[RAW RECORDS]

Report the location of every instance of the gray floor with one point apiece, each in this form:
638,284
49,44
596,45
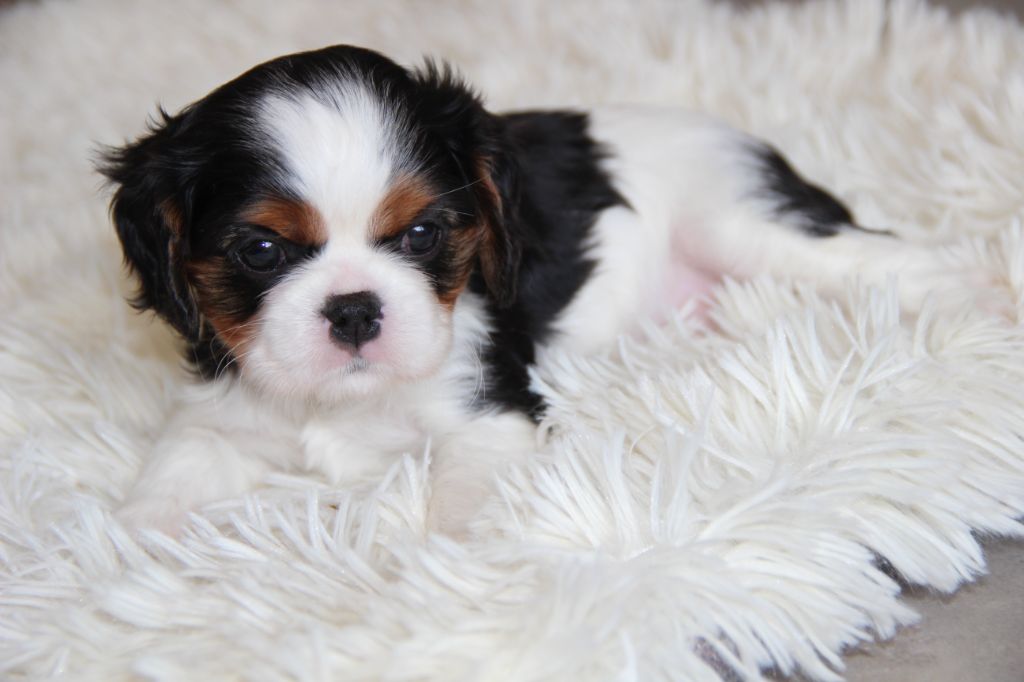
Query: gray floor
976,635
1010,7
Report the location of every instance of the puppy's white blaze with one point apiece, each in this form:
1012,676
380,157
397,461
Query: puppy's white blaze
341,152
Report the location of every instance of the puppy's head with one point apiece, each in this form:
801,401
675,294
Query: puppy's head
312,222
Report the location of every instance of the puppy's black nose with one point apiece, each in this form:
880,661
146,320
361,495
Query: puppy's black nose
355,318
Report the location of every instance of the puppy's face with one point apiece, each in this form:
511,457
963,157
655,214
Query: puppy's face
312,222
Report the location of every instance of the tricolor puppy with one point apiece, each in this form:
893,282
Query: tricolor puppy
363,260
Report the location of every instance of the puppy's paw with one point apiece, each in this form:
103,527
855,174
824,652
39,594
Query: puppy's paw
164,514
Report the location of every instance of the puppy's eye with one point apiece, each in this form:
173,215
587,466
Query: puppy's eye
421,240
261,256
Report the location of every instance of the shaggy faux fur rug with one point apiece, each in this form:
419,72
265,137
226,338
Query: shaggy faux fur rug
702,504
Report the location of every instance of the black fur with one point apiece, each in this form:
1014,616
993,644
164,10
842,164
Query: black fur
553,193
817,212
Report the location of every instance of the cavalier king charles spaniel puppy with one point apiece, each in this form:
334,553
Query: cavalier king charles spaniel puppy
365,262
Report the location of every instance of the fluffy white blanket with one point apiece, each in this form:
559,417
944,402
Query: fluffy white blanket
702,502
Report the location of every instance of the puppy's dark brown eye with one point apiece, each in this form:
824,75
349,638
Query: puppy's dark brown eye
261,256
421,240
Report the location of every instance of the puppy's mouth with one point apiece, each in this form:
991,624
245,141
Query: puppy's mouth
356,365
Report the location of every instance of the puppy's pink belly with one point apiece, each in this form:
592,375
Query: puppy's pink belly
686,283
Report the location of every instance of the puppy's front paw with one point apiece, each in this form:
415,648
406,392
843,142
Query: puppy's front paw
164,514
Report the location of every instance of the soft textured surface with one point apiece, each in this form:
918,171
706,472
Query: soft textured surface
698,498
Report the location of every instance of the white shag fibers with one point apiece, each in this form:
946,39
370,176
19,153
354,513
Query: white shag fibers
719,497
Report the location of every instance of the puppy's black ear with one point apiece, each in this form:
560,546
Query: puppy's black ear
151,215
475,138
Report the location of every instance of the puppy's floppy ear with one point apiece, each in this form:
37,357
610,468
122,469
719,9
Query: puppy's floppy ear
151,213
475,138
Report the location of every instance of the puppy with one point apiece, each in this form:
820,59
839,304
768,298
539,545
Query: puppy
363,260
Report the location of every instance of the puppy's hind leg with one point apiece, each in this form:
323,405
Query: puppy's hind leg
788,227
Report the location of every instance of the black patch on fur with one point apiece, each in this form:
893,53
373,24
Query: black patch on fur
817,212
553,188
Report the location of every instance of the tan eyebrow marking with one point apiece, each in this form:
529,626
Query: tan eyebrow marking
295,220
407,199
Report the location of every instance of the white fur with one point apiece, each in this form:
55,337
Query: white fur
723,487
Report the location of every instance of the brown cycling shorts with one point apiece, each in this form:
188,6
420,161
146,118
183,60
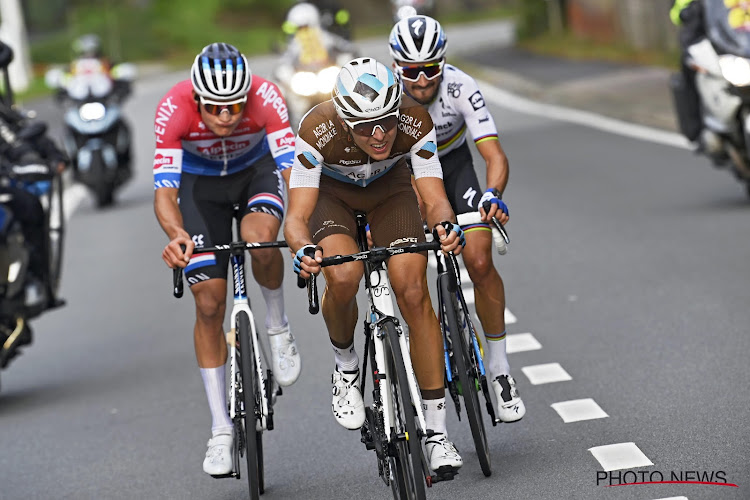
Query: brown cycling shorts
389,201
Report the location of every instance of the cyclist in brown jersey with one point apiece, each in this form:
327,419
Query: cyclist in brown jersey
360,140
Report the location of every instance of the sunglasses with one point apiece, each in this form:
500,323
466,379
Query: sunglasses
216,107
430,71
366,129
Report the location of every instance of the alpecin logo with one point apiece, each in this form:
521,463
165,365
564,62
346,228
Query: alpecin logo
608,479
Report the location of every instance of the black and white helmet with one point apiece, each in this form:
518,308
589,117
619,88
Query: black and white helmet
417,39
221,72
366,89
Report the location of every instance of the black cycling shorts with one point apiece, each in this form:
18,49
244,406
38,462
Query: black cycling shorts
207,206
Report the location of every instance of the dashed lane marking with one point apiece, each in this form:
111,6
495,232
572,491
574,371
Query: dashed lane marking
620,456
578,410
546,373
520,342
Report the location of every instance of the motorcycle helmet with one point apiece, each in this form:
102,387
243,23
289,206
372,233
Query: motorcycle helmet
417,39
89,45
366,89
221,72
303,14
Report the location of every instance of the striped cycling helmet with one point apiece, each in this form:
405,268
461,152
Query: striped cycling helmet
366,89
221,72
417,39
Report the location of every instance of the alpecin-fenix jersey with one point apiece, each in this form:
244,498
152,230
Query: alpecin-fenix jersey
185,144
460,105
325,146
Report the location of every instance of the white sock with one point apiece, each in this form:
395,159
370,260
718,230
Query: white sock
498,358
434,414
275,315
346,359
213,382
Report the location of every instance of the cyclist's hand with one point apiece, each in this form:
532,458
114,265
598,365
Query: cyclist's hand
498,208
370,243
173,254
450,236
304,265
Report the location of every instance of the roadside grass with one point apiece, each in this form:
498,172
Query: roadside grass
571,47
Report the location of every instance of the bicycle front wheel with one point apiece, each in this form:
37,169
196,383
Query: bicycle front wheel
406,449
251,394
467,372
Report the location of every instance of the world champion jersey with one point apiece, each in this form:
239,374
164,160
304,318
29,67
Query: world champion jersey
460,105
325,146
185,144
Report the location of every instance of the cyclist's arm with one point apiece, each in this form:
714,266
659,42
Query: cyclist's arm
169,216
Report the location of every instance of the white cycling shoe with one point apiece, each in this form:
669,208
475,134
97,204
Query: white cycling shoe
442,455
347,405
510,407
287,363
218,461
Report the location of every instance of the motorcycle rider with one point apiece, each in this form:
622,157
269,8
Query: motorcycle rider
223,139
310,48
688,16
418,45
24,203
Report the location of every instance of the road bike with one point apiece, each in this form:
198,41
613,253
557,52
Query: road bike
465,373
394,421
251,392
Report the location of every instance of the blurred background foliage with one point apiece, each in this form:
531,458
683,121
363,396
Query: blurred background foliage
142,30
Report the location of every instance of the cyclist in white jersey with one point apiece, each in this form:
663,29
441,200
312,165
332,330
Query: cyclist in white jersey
418,45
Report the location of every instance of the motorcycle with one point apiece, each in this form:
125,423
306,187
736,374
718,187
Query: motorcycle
97,138
722,65
24,169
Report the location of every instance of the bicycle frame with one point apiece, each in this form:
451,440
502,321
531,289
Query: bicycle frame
381,309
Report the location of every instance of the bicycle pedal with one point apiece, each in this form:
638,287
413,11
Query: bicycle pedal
445,473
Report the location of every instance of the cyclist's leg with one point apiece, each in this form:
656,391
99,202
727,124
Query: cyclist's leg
464,193
396,221
333,228
264,208
208,221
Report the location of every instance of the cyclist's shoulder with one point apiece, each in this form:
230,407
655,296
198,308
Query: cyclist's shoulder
413,116
321,126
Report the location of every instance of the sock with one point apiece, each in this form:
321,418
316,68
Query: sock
434,414
346,359
275,315
498,362
213,382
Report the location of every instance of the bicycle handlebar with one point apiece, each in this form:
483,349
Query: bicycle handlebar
235,246
375,253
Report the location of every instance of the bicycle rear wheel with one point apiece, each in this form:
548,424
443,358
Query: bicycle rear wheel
406,452
251,394
467,373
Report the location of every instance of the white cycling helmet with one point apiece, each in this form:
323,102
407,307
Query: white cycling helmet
221,72
366,89
303,14
417,39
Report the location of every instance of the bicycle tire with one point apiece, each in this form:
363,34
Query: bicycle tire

[TASK OBJECTIVE] Copy all of the material above line for line without changing anything, but leave out the pictures.

[REPLY TO THE EXERCISE]
Report the location of every instance of the gray floor with one point apiece, each in this form:
638,284
49,44
596,45
Query: gray floor
976,635
1010,7
Report the location of every instance of the puppy's white blaze with one point apiece, each in this form:
1012,676
380,157
397,461
Query: puppy's white blaze
341,152
Report the location of every instance of the puppy's head with one point apiece, each in this form:
801,401
675,294
Query: puppy's head
312,222
Report the location of every instance of the puppy's black nose with one point apiece, each in this form:
880,661
146,320
361,495
Query: puppy's black nose
355,318
Report the location of every instance of the puppy's face with one point apiece, each in this form:
511,457
963,157
655,214
Query: puppy's face
312,222
Report the location of every instance of the tricolor puppy with one point apiece, each in this form:
893,282
Query: tricolor puppy
363,260
Report the location of every instance of the puppy's paw with one point apiece, each in this form:
103,527
855,174
824,652
39,594
Query: puppy's paw
164,514
Report the location of every instance of the puppy's eye with one point apiece, each in this form:
173,215
587,466
Query: puppy's eye
421,240
261,256
Report the location of every instance of the shaggy faux fur rug with one point apiece, each in this form:
419,72
265,137
226,338
Query: shaggy faux fur rug
702,504
Report the location of every instance of the black fur with one point apiece, each in this form:
1014,616
993,644
164,10
842,164
Query: black fur
553,193
817,212
Report the location of every instance of the cavalier king charles spaniel puppy with one point apiece, each in this form:
334,553
Query: cavalier king charles spaniel puppy
365,262
Report the location of every instance of the fluffy white blanket with one point apiece, each in this form:
559,417
944,402
Query: fluffy white blanket
702,502
Report the location of every instance of the puppy's dark brown eye with one point apiece, each in this form:
824,75
349,638
Query: puppy's dark brown eye
261,256
421,240
Report the location of every instance of the puppy's mouth with one point apiece, each in this form:
991,624
245,141
Query: puppy's mouth
356,365
Report the location of every instance of the puppy's pink belly with one point apiece, each in this form:
592,375
Query: puppy's pink belly
686,283
Report the location of every instance of the puppy's front paw with one point apiece, each in this form:
415,648
406,392
843,142
Query: puppy's front paw
164,514
Report the location of every instance of the soft textured surface with one point apiece, each in this form:
918,171
706,472
Query: soft textured surface
698,498
Report the location of every instance of the white shag fibers with one point apiece, each in this form:
946,39
370,176
19,153
354,513
Query: white shag fibers
719,497
Report the location of every instance of the puppy's black ear with one point apiece, each in this form:
560,546
Query: puppy's black ear
151,215
475,138
Report the location of every instance of the puppy's floppy ear with one point apiece, each in this form:
37,357
610,468
122,469
719,9
Query: puppy's floppy ear
151,213
475,138
Report the location of every instance of the puppy with one point apiece, each in this form:
820,59
839,304
768,298
539,545
Query: puppy
363,260
Report the location of every instance of the puppy's hind leg with one point apiece, each in this form:
323,405
Query: puppy's hind leg
788,227
Report the location of every instance of the black patch on fur with one point apiece, each in this form:
893,53
373,24
Query: black patch on fur
817,212
553,188
Report the location of every instance of the tan eyebrow marking with one point apiece, each in this form:
529,626
Query: tan eyebrow marking
295,220
407,199
Report the location of every instance of the white fur with one point apiece, each in this form:
55,337
Query: white fur
723,487
Report the location of every instance of the brown cycling shorts with one point apiece, each in this form:
188,6
420,161
146,118
183,60
Query: brown cycling shorts
389,201
Report the location of every instance of the cyclist in brown jersey with one point apiece, each in this form:
327,419
Query: cyclist in brown jersey
360,140
Report the location of every instance of the sunglasses with one point apiece, each in this form:
500,323
466,379
Query: sunglasses
216,107
430,71
366,129
Report the location of every instance of the alpecin logo with one point apiece, each in this form:
521,463
165,365
564,62
346,228
Query: alpecin logo
608,479
Report the location of every instance of the black and white helmet with one point apiece, each in this form:
518,308
589,117
619,88
Query: black and white helmet
417,39
221,72
366,89
Report the location of every instance of the black cycling shorts with one point apiece, each in this form:
18,49
244,406
38,462
Query: black cycling shorts
207,206
Report the location of every instance of the dashed lane marking with one point apiece, each in this form:
111,6
495,232
572,491
574,371
Query: dashed lane marking
620,456
578,410
546,373
520,342
Report the location of every instance of the motorcycle helmet with one point apiece, each in this form:
102,387
243,23
289,206
372,233
Query: motorcycle helmet
417,39
89,45
366,89
221,72
303,14
Report the location of every instance of the striped cycling helmet with one point apiece, each in this form:
405,268
461,152
Query: striped cycling helmet
366,89
221,72
417,39
Report the location of every instance of the alpecin-fenix jersey with one point apiece, each in this form:
244,498
152,230
Query: alpecin-fenix jersey
185,144
460,105
325,146
Report the location of every instance of the white sock with one point apiece, each in this form:
395,159
370,260
718,230
Query: white sock
498,358
434,414
275,315
346,359
213,382
Report the location of every instance of the cyclist's hand with one point apiece, each in this form:
532,458
114,265
598,365
Query: cyclist's hand
498,208
370,243
173,254
450,236
304,265
Report the location of every instance of the roadside grass with one point apiece, each in this form:
498,172
Query: roadside grass
571,47
Report the location of every instance of the bicycle front wheel with one point apiece, each in this form:
37,169
196,383
Query: bicycle front wheel
406,449
251,394
467,372
Report the location of every instance of the world champion jersey with one point apiece, each in this form:
239,374
164,160
304,318
29,67
Query: world champion jersey
460,105
325,146
185,144
Report the location of every instance of the cyclist's arm with one point apiece, each in this form:
714,266
659,42
Query: cyclist's arm
169,216
Report the location of every instance of the white cycling shoe with one point apiece, each in this form:
669,208
475,134
97,204
Query: white cycling shoe
442,455
347,405
510,407
287,363
218,461
Report the location of every instance of the motorcycle rider with one point apiece, each in this form:
622,157
269,8
Query: motorcycle rider
223,139
310,48
688,16
418,45
24,203
Report the location of every instance of the road bike with one point apiece, each in this form:
198,41
613,253
557,52
Query: road bike
465,373
394,421
251,392
Report the location of every instance of the blurred background foliage with one point apiece, each in this form:
531,458
683,121
363,396
Query: blurred background foliage
142,30
Report the location of every instance of the cyclist in white jersey with one point apiece, each in this form:
663,29
441,200
312,165
332,330
Query: cyclist in white jersey
418,45
Report the location of every instance of the motorcycle with one point apiece, each in this form:
125,423
306,187
736,374
718,187
Query: motorcycle
97,138
722,65
24,169
Report the location of every instance of the bicycle frame with one point apiece, each in this form:
451,440
502,321
531,289
Query: bicycle frame
381,309
Report the location of every instance of the bicycle pedal with one point apiece, each in this form:
638,287
413,11
Query: bicycle pedal
445,473
Report the location of every instance of the cyclist's leg with one point apiece, each in this form:
656,391
99,202
727,124
Query: cyclist's leg
464,193
396,221
333,228
264,208
208,221
Report the location of every instance of the cyclist's shoulder with one point apiece, each in this form:
230,407
655,296
198,308
Query: cyclist's shoulder
413,116
321,126
Report the location of every instance of the sock with one point apiece, each in this form:
321,418
316,68
Query: sock
434,414
346,359
275,315
498,362
213,382
Report the location of every instance of the bicycle handlebar with one point apiece, each in this form:
483,349
Query: bicycle handlebar
235,246
375,253
Report the location of every instance of the bicycle rear wheel with one point apiece, each in this form:
548,424
443,358
Query: bicycle rear wheel
406,452
251,394
467,373
Report the location of every instance of the white cycling helmet with one point apiece, each in this form:
323,102
407,307
Query: white cycling helmet
221,72
366,89
303,14
417,39
Report the location of every instance of the bicycle tire with one point apiece, each in this form:
363,34
Query: bicycle tire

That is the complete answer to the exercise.